[[ EXERCISE DATA, beginning ]]
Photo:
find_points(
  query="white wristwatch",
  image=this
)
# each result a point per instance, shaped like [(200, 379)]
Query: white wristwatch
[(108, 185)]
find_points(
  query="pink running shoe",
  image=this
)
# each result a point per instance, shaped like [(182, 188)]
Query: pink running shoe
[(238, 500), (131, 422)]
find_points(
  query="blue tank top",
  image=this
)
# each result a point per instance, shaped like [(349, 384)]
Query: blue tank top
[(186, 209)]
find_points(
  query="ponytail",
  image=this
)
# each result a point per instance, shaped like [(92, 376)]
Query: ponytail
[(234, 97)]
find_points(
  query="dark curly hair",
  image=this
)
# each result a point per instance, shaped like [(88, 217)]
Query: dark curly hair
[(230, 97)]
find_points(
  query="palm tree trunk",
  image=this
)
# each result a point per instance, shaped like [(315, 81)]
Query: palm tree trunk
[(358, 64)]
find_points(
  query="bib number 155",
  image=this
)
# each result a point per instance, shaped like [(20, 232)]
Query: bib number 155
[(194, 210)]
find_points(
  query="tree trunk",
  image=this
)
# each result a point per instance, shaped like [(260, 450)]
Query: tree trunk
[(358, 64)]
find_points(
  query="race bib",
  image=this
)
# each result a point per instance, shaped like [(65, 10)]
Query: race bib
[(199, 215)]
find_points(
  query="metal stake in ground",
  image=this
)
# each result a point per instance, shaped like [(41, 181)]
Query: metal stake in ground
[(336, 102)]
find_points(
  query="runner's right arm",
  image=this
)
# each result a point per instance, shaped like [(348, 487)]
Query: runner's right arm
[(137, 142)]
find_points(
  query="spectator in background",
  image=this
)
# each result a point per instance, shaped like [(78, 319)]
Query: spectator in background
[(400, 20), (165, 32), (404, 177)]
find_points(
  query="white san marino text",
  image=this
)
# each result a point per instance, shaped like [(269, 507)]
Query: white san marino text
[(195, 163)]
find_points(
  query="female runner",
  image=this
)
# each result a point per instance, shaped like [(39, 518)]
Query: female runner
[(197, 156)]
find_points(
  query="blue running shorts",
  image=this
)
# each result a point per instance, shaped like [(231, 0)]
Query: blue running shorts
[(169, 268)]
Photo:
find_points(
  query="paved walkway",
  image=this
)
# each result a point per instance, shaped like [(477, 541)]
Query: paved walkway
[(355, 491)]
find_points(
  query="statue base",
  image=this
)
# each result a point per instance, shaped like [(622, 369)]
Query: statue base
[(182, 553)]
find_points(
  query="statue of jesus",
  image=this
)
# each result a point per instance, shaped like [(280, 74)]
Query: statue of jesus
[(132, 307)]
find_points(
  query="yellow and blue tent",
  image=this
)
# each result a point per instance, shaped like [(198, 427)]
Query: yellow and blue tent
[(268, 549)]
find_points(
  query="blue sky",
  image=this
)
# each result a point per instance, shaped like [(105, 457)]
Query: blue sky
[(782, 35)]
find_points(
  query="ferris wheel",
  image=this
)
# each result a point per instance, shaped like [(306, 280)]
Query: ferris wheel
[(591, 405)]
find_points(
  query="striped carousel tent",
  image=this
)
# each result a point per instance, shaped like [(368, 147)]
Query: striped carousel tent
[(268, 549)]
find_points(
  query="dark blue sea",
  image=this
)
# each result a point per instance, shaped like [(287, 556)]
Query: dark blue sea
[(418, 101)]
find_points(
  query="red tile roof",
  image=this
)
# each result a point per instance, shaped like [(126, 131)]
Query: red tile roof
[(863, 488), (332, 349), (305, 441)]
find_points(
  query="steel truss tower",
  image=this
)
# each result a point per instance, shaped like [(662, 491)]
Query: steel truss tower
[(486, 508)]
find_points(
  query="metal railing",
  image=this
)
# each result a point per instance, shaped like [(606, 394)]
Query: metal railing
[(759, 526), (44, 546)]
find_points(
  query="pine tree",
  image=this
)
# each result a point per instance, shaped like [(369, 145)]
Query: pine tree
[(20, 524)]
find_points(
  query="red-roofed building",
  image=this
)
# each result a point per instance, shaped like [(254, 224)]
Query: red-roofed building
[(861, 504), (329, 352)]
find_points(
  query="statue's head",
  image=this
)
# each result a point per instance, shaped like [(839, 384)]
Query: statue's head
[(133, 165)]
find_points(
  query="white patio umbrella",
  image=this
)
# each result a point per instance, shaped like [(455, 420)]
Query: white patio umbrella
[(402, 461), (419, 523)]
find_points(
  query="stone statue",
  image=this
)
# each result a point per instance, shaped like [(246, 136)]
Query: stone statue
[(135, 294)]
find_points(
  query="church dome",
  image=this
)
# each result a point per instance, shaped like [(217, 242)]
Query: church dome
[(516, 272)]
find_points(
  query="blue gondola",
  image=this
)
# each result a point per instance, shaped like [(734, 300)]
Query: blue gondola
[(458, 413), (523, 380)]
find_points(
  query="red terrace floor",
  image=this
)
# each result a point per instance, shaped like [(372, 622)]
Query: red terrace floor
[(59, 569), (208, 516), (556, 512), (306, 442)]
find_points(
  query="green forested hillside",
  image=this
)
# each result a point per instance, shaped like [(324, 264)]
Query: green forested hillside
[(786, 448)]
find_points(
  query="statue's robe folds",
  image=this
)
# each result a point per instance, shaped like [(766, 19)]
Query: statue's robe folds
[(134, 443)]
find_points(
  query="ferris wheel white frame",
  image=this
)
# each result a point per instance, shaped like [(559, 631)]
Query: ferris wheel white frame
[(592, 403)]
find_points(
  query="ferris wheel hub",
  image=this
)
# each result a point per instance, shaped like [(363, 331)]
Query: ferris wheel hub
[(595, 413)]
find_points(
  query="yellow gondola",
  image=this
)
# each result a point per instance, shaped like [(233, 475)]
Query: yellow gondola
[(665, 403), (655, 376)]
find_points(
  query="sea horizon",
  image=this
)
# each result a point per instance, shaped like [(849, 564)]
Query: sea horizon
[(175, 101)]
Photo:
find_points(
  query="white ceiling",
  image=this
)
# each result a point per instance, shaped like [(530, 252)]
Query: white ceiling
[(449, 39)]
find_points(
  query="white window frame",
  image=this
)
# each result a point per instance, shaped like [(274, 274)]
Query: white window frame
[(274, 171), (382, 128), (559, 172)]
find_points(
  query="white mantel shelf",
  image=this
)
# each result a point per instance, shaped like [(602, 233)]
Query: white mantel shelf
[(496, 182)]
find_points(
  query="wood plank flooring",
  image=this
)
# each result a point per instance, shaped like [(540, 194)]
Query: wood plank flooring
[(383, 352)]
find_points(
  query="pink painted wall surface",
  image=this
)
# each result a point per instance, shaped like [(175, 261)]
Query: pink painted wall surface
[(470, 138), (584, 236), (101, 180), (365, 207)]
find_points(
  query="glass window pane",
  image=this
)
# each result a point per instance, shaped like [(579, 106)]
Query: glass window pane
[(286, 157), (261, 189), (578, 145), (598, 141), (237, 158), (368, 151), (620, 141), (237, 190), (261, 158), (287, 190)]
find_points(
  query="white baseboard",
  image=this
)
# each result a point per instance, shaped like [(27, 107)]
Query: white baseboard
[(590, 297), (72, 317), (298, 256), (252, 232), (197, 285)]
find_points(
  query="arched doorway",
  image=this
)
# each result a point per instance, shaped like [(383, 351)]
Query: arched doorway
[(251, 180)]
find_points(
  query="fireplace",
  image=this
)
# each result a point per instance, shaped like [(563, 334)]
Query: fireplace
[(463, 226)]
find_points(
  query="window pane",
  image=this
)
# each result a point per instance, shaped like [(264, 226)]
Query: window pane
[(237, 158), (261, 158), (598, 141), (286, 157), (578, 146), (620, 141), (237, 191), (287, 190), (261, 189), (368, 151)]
[[ EXERCISE DATA, end ]]
Without leaving anything out, quote all the data.

• **EXERCISE OUTPUT**
Photo:
find_points(
  query="white wristwatch",
  image=this
)
# each result a point per instance, shaped like [(200, 379)]
Query: white wristwatch
[(108, 185)]
find_points(
  query="pink running shoe",
  image=this
)
# each result a point per instance, shaped like [(182, 188)]
Query: pink running shoe
[(238, 500), (131, 422)]
find_points(
  query="blue tank top",
  image=this
)
# each result a point per instance, shaped like [(349, 384)]
Query: blue tank top
[(186, 209)]
find_points(
  query="ponytail",
  image=this
)
# each result a point per instance, shaped like [(92, 376)]
Query: ponytail
[(234, 97)]
find_points(
  query="dark curly hair",
  image=this
)
# each result a point per instance, shaped like [(88, 217)]
Query: dark curly hair
[(230, 97)]
find_points(
  query="palm tree trunk",
  image=this
)
# each result a point per instance, shaped like [(315, 81)]
Query: palm tree trunk
[(358, 64)]
find_points(
  query="bib number 155",
  image=this
)
# each result a point per instance, shaped like [(20, 232)]
Query: bib number 155
[(194, 210)]
find_points(
  query="tree trunk",
  image=this
)
# each result a point per instance, shaped like [(260, 450)]
Query: tree trunk
[(358, 64)]
find_points(
  query="race bib",
  image=this
)
# each result a point per instance, shaped like [(65, 10)]
Query: race bib
[(199, 215)]
find_points(
  query="metal stake in ground",
  image=this
)
# each result a point per instance, shaped like [(41, 181)]
Query: metal stake in ground
[(336, 102)]
find_points(
  query="runner's right arm",
  image=this
)
# each result a point per instance, shaped like [(348, 487)]
Query: runner's right arm
[(137, 142)]
find_points(
  query="spectator in background",
  image=this
)
# each result a point per instance, shaped like [(78, 319)]
Query: spectator in background
[(400, 20), (165, 32), (404, 177)]
find_points(
  query="white san marino text",
  image=this
)
# each result a point per instance, shaped like [(269, 507)]
Query: white san marino text
[(195, 163)]
find_points(
  query="female runner",
  image=this
)
# each result a point per instance, shaped like [(39, 518)]
Query: female runner
[(197, 156)]
find_points(
  query="blue running shorts",
  image=this
)
# each result a point per instance, shaped like [(231, 0)]
Query: blue running shorts
[(169, 268)]
Photo:
find_points(
  query="paved walkway",
  image=this
)
# each result a point per instance, shaped like [(477, 541)]
Query: paved walkway
[(355, 491)]
find_points(
  query="statue base",
  image=this
)
# each result a point per instance, shaped like [(622, 369)]
Query: statue base
[(182, 553)]
find_points(
  query="statue of jesus",
  image=this
)
# each result a point per instance, shaped like [(280, 74)]
Query: statue of jesus
[(132, 307)]
find_points(
  query="yellow and blue tent",
  image=this
)
# each result a point per instance, shaped like [(198, 427)]
Query: yellow and blue tent
[(268, 549)]
find_points(
  query="blue sky",
  image=this
)
# each result a point per instance, shaped like [(105, 457)]
Query: blue sky
[(782, 35)]
find_points(
  query="ferris wheel",
  image=this
)
# each result a point per instance, shaped like [(306, 280)]
Query: ferris wheel
[(591, 405)]
find_points(
  query="striped carousel tent",
  image=this
)
# each result a point per instance, shaped like [(368, 147)]
Query: striped carousel tent
[(268, 549)]
find_points(
  query="dark blue sea",
  image=this
)
# each result a point per instance, shaped like [(287, 556)]
Query: dark blue sea
[(418, 101)]
find_points(
  query="red tile roof",
  image=this
)
# each result a point per instance, shaped like [(126, 131)]
Query: red tile roof
[(863, 488), (332, 349), (305, 441)]
find_points(
  query="steel truss tower",
  image=this
)
# each result a point per instance, shaped like [(662, 491)]
Query: steel truss tower
[(486, 508)]
find_points(
  query="metal railing",
  image=this
)
# each result a point per instance, shaped like [(606, 394)]
Query: metal railing
[(759, 526), (44, 546)]
find_points(
  query="pine tree",
  image=this
)
# each result a point per instance, shaped like [(369, 145)]
Query: pine tree
[(20, 524)]
find_points(
  query="red-roofed building",
  image=this
)
# each result a point per instance, shaped like [(254, 224)]
Query: red-roofed building
[(861, 504), (329, 352)]
find_points(
  query="statue's head",
  image=this
)
# each result a point per instance, shaped like [(839, 384)]
Query: statue's head
[(133, 165)]
find_points(
  query="white patio umbrella",
  image=this
)
# each result a point per instance, shaped like [(455, 420)]
Query: white patio umbrella
[(402, 461), (419, 523)]
find_points(
  query="stone statue",
  image=this
)
# each result a point per instance, shaped like [(246, 136)]
Query: stone statue
[(135, 294)]
find_points(
  query="church dome",
  image=this
)
# each result a point per instance, shaped like [(217, 242)]
Query: church dome
[(516, 272)]
find_points(
  query="blue gondola",
  image=this
)
# each result a point per instance, shaped like [(734, 300)]
Query: blue gondola
[(458, 413), (523, 380)]
find_points(
  query="red terrace floor",
  image=this
)
# each result a point per instance, shaped like [(372, 622)]
Query: red terrace floor
[(59, 569), (208, 516), (556, 512), (306, 442)]
find_points(
  query="green forested hillside",
  image=this
)
# each result a point per instance, shaped like [(324, 264)]
Query: green forested hillside
[(786, 448)]
find_points(
  query="statue's robe folds",
  image=this
)
# each result a point per instance, shaped like [(766, 19)]
Query: statue's robe folds
[(134, 443)]
find_points(
  query="ferris wheel white frame",
  image=this
)
# each result a point per instance, shaped like [(559, 631)]
Query: ferris wheel white frame
[(592, 403)]
find_points(
  query="ferris wheel hub",
  image=this
)
# each result a point per instance, shaped like [(363, 331)]
Query: ferris wheel hub
[(595, 413)]
find_points(
  query="yellow gondola",
  image=this
)
# each result a point per instance, shaped like [(233, 475)]
Query: yellow gondola
[(665, 403), (655, 376)]
find_points(
  query="sea horizon",
  image=this
)
# each result a point per instance, shaped like [(849, 564)]
Query: sea horizon
[(175, 101)]
Photo:
find_points(
  query="white ceiling",
  image=this
)
# each result a point per instance, shaped like [(530, 252)]
Query: white ceiling
[(449, 39)]
find_points(
  query="white window frame",
  image=this
)
# each result a point per instance, shaped like [(274, 274)]
Query: white window frame
[(274, 171), (382, 128), (559, 172)]
find_points(
  query="white mantel shelf",
  image=this
)
# each result a point per instance, shaped like [(602, 233)]
Query: white mantel shelf
[(496, 182)]
find_points(
  query="wood plank flooring",
  image=this
)
# each result a point per instance, shaped like [(540, 194)]
Query: wood plank flooring
[(383, 352)]
find_points(
  query="pink painted wall surface",
  image=this
)
# each result a point per instance, shaped like [(175, 261)]
Query: pink painted wall surface
[(470, 138), (584, 236), (101, 180), (365, 207)]
find_points(
  query="glass window pane",
  image=this
)
# each result a point per instance, shaped like [(579, 106)]
Query: glass window pane
[(286, 157), (261, 189), (578, 145), (598, 141), (237, 158), (368, 151), (620, 141), (237, 190), (261, 158), (287, 190)]
find_points(
  query="white baseboard",
  image=this
)
# each result a point per instance, shaped like [(27, 107)]
Query: white baseboard
[(590, 297), (72, 317), (298, 256), (252, 232), (197, 285)]
find_points(
  query="arched doorway",
  image=this
)
# each result a point per instance, shaped like [(383, 351)]
Query: arched doorway
[(251, 180)]
find_points(
  query="fireplace",
  image=this
)
# each result a point per instance, shaped like [(563, 334)]
Query: fireplace
[(463, 226)]
find_points(
  query="window pane",
  image=this
)
# each result a point per instance, shaped like [(264, 226)]
Query: window pane
[(237, 158), (261, 158), (598, 141), (286, 157), (578, 146), (620, 141), (237, 191), (287, 190), (261, 189), (368, 151)]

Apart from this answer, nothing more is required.